> _TASK BRIEF_
Reproduce the records below exactly as they appear, omitting any pictures they contain.
*** Opening RECORD EXCERPTS ***
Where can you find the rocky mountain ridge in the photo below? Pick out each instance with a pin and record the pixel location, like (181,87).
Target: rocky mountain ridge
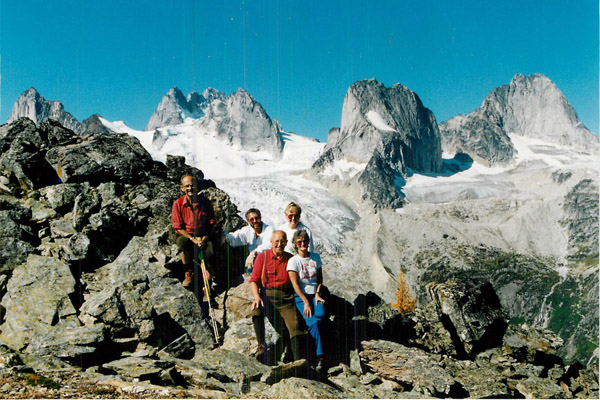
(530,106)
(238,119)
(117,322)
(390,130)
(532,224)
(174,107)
*** Closing RECORD EXCERPTS ***
> _RESPONSE TO THE TASK_
Where can you find the rocky mountain ridge in the photo below? Pick out each instance with a pin and record the pixel location, like (181,87).
Target: rocky mountain ridge
(530,106)
(238,119)
(117,322)
(390,130)
(532,224)
(174,107)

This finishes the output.